===== Supplied records =====

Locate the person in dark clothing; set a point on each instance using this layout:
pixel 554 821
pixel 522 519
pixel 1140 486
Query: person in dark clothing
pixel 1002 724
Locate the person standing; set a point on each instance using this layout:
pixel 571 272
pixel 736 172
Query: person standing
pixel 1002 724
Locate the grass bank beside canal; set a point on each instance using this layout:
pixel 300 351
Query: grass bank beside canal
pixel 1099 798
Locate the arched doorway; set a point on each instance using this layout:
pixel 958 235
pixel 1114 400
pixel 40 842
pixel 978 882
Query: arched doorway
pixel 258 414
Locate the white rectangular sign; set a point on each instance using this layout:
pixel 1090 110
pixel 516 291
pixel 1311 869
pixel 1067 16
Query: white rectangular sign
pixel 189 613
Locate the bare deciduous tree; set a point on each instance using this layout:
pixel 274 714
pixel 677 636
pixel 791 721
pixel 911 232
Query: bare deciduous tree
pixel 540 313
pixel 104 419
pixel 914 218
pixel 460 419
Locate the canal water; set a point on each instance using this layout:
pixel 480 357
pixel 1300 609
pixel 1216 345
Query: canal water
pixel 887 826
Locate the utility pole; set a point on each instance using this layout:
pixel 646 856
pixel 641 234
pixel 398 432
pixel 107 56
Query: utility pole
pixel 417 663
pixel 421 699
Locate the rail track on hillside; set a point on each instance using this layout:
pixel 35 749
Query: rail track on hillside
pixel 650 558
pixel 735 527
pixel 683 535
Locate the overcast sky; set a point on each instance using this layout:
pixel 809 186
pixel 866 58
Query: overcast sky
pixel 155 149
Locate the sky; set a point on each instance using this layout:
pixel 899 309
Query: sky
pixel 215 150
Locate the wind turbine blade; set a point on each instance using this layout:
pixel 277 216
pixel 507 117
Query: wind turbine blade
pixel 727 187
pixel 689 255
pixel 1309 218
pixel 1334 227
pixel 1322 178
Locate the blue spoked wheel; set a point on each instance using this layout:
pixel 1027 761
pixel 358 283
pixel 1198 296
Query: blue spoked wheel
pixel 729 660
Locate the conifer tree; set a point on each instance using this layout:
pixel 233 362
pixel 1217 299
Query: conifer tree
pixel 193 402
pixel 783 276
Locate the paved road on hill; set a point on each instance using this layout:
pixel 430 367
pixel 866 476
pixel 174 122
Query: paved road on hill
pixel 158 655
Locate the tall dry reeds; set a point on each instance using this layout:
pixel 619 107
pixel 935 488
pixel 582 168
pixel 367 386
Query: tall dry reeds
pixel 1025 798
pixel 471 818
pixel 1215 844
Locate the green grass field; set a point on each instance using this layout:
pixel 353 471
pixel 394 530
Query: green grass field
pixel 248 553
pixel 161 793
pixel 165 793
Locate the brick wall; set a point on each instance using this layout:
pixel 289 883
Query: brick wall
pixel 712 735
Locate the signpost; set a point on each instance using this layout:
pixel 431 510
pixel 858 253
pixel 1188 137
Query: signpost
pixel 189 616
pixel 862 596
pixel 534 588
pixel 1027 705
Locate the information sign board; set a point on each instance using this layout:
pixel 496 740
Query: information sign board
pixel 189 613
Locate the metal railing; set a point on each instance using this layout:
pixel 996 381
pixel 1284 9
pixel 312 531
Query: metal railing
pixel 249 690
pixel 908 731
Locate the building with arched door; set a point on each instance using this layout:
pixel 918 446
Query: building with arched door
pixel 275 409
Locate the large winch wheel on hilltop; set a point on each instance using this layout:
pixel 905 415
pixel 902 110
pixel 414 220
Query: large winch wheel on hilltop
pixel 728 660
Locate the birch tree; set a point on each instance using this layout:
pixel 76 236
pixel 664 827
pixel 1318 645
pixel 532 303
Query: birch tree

=====

#### What you have to do
Copy the entries above exactly, but only from the line holding "pixel 791 721" through the line holding "pixel 107 56", both included.

#### Reply
pixel 791 721
pixel 911 232
Query: bare deciduous tree
pixel 540 313
pixel 104 419
pixel 914 218
pixel 460 419
Locate the canal water; set a point on each instance using this layout:
pixel 480 357
pixel 1300 609
pixel 1216 345
Query: canal water
pixel 887 826
Locate the utility pole; set a point on each instance using this layout:
pixel 646 856
pixel 641 234
pixel 398 432
pixel 107 56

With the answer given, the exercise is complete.